▶ _Direction_: Identify and copy every line in the records below that contains the string "sweater". Case counts when matching.

▶ _Entries shown_:
————
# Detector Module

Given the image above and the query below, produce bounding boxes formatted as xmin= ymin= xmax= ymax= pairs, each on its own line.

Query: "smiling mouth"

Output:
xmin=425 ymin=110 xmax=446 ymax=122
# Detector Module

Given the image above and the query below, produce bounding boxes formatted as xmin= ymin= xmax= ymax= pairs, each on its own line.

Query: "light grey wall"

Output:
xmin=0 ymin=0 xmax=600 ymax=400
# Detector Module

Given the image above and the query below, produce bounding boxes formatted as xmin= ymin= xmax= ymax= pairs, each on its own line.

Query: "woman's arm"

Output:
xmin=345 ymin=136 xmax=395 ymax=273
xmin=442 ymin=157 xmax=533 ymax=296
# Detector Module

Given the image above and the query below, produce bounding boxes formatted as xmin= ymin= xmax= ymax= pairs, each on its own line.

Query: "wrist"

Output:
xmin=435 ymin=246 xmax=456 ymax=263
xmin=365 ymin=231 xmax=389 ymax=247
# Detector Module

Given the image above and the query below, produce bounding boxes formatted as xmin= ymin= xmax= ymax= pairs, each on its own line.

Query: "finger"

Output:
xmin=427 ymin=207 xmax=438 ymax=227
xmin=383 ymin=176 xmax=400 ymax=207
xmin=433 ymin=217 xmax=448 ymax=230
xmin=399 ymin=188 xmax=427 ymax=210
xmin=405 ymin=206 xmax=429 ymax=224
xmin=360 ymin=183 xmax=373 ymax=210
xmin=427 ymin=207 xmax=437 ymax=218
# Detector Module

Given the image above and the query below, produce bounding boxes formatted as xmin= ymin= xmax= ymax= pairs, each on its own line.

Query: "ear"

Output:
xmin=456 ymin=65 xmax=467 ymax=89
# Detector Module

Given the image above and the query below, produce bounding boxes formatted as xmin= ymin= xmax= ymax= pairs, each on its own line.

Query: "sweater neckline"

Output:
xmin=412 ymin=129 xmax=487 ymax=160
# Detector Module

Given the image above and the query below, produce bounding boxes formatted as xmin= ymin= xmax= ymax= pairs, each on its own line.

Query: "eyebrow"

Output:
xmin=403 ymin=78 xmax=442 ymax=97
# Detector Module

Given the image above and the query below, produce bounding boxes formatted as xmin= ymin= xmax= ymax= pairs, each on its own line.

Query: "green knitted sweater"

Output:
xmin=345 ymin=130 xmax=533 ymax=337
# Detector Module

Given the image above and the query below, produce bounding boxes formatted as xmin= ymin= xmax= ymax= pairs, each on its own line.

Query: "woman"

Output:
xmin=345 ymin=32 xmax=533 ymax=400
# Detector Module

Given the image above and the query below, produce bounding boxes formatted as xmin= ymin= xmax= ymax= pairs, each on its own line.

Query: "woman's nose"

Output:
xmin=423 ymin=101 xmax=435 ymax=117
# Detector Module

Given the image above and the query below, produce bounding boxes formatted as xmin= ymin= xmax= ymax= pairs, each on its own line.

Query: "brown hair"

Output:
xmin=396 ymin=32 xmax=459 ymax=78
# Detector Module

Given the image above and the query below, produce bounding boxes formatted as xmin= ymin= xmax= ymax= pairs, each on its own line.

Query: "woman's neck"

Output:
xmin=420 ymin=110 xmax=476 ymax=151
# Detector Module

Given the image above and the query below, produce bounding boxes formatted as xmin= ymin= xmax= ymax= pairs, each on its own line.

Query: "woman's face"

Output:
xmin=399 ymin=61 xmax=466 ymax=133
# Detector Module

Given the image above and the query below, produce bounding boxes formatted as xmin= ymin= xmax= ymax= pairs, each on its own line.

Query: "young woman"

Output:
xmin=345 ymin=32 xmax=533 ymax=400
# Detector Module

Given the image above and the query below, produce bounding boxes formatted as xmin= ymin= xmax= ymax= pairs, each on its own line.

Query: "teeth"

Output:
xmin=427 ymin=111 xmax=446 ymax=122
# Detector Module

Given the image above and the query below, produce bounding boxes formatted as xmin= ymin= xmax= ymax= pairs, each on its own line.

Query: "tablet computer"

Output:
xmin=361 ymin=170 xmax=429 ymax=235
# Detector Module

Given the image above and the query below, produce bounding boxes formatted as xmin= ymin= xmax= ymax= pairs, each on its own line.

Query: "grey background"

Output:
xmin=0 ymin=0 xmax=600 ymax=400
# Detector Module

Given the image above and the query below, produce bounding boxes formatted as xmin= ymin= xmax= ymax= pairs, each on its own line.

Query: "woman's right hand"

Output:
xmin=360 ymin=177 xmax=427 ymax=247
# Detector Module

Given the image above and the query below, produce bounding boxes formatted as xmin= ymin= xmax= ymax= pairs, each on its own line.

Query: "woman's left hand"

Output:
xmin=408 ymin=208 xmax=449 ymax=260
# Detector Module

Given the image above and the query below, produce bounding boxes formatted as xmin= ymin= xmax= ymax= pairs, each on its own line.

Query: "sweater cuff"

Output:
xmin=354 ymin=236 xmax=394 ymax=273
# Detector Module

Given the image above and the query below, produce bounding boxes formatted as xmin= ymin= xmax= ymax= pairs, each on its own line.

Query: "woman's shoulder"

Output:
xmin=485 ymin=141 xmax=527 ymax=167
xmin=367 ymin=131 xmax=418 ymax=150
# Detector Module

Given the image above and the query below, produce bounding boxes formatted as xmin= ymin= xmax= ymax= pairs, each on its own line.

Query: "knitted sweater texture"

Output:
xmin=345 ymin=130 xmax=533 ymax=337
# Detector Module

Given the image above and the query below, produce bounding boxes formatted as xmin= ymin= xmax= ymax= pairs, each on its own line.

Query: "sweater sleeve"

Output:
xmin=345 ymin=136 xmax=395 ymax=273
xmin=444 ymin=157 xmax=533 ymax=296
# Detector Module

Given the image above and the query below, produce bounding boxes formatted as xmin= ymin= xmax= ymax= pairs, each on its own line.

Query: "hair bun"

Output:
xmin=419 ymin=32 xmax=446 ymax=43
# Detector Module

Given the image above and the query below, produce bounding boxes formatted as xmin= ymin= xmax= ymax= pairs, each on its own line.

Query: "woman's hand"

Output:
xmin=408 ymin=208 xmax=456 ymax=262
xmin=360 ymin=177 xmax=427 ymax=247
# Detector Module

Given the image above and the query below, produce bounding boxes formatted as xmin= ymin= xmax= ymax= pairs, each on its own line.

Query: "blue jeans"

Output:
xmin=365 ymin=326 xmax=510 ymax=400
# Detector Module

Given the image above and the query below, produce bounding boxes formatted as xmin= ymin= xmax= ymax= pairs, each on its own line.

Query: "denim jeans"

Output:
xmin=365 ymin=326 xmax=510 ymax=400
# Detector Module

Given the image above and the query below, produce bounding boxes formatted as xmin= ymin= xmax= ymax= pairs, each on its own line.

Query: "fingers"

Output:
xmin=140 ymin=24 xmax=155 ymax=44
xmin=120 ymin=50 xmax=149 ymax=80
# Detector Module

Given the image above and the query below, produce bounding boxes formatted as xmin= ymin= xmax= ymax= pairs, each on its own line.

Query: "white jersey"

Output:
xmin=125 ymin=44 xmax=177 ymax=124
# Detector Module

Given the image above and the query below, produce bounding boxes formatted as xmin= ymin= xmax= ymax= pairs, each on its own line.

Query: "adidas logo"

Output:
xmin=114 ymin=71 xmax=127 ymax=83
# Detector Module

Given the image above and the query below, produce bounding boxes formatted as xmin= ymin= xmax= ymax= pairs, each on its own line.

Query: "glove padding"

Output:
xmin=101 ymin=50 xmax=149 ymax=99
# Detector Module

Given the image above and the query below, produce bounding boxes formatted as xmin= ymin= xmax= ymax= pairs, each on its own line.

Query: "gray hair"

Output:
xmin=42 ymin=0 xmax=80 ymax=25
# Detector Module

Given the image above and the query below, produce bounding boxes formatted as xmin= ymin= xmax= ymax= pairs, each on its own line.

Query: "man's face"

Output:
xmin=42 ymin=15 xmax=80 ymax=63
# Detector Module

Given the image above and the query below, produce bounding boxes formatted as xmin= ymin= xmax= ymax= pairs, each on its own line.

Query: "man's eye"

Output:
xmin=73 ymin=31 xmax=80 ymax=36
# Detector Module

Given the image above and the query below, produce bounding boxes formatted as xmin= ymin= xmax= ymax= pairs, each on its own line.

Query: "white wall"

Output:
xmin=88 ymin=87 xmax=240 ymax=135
————
▶ _Result_:
Query: "sweater neckline"
Query: "green knitted sweater"
Query: "sweater cuff"
Query: "knitted sweater texture"
Query: "sweater sleeve"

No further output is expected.